Each record below should be written out again exactly as given.
Records supplied: Begin
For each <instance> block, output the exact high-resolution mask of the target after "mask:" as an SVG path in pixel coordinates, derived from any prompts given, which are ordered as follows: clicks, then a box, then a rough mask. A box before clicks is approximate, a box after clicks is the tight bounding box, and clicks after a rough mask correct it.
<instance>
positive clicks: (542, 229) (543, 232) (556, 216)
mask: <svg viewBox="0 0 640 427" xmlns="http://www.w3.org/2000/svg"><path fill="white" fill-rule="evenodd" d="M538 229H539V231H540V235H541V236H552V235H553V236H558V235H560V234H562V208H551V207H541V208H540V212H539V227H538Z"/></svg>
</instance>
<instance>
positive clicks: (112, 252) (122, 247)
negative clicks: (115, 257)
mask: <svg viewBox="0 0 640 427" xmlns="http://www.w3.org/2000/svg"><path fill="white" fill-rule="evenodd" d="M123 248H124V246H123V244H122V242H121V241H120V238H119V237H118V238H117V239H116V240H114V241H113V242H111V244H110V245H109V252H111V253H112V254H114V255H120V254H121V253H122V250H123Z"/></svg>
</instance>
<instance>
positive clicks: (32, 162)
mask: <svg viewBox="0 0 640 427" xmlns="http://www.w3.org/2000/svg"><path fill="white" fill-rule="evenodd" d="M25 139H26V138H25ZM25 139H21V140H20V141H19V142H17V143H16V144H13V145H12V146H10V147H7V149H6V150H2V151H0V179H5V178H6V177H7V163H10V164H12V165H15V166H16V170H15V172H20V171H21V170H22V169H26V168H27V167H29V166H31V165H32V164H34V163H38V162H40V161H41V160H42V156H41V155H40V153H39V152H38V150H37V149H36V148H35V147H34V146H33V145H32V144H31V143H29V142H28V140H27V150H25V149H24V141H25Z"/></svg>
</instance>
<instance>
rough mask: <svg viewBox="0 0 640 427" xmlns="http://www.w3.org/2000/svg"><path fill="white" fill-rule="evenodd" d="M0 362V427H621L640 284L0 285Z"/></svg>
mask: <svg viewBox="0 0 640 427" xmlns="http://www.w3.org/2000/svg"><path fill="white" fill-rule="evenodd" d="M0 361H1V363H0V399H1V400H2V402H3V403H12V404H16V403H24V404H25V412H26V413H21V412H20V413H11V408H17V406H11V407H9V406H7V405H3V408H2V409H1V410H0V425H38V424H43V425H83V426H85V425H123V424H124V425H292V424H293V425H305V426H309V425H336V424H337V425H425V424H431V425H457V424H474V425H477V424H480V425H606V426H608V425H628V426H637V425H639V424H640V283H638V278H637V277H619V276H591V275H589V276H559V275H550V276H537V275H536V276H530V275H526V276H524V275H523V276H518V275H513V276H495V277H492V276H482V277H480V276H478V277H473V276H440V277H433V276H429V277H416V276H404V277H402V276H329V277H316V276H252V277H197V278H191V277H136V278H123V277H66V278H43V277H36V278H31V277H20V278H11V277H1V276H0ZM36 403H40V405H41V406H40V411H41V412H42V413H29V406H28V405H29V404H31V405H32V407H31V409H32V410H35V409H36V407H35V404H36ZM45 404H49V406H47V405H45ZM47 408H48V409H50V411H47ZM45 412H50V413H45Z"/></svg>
Records supplied: End
_Task result_
For each <instance> block, output the exact high-resolution mask of the target after "mask:" as an SVG path in pixel coordinates, derived from any prompts given, which are ordered as follows: clicks, then a box, then a rough mask. A box before clicks is approximate, a box after clicks is the tight bounding box, and clicks after a rough mask correct it.
<instance>
positive clicks: (542, 229) (543, 232) (556, 216)
mask: <svg viewBox="0 0 640 427" xmlns="http://www.w3.org/2000/svg"><path fill="white" fill-rule="evenodd" d="M538 229H539V231H540V235H541V236H552V235H553V236H558V235H560V234H562V208H551V207H541V208H540V212H539V227H538Z"/></svg>
</instance>
<instance>
positive clicks: (112, 252) (122, 247)
negative clicks: (115, 257)
mask: <svg viewBox="0 0 640 427" xmlns="http://www.w3.org/2000/svg"><path fill="white" fill-rule="evenodd" d="M123 248H124V246H123V244H122V242H121V241H120V238H119V237H118V238H117V239H116V240H114V241H113V242H111V244H110V245H109V252H111V253H112V254H114V255H120V254H121V253H122V250H123Z"/></svg>
</instance>
<instance>
positive clicks: (32, 162)
mask: <svg viewBox="0 0 640 427" xmlns="http://www.w3.org/2000/svg"><path fill="white" fill-rule="evenodd" d="M25 139H26V138H25ZM25 139H21V140H20V141H19V142H17V143H16V144H13V145H12V146H10V147H7V149H6V150H2V151H0V179H5V178H6V177H7V163H10V164H12V165H15V166H16V170H15V172H20V171H21V170H22V169H26V168H27V167H29V166H31V165H32V164H34V163H38V162H40V161H41V160H42V156H41V155H40V153H39V152H38V150H37V149H36V148H35V147H34V146H33V145H32V144H31V143H29V142H28V140H27V150H25V149H24V141H25Z"/></svg>
</instance>
<instance>
rough mask: <svg viewBox="0 0 640 427" xmlns="http://www.w3.org/2000/svg"><path fill="white" fill-rule="evenodd" d="M0 362V427H621L640 284L0 285Z"/></svg>
mask: <svg viewBox="0 0 640 427" xmlns="http://www.w3.org/2000/svg"><path fill="white" fill-rule="evenodd" d="M0 361H1V363H0V399H1V400H2V402H3V403H12V404H16V403H24V404H25V412H26V413H21V412H20V413H11V408H17V406H11V407H9V406H7V405H3V408H2V409H1V410H0V425H38V424H43V425H83V426H85V425H123V424H124V425H292V424H293V425H305V426H309V425H336V424H337V425H425V424H431V425H457V424H474V425H477V424H480V425H606V426H608V425H628V426H637V425H639V424H640V283H638V278H637V277H619V276H591V275H589V276H559V275H550V276H537V275H536V276H530V275H526V276H524V275H523V276H518V275H513V276H495V277H492V276H482V277H480V276H478V277H473V276H440V277H433V276H429V277H416V276H404V277H402V276H329V277H316V276H252V277H197V278H191V277H136V278H123V277H66V278H43V277H36V278H31V277H20V278H11V277H1V276H0ZM36 403H40V405H41V406H40V411H41V412H42V413H29V406H28V405H29V404H31V405H32V407H31V409H32V410H35V409H36V407H35V404H36ZM45 404H49V406H47V405H45ZM47 408H48V409H50V411H47ZM45 412H50V413H45Z"/></svg>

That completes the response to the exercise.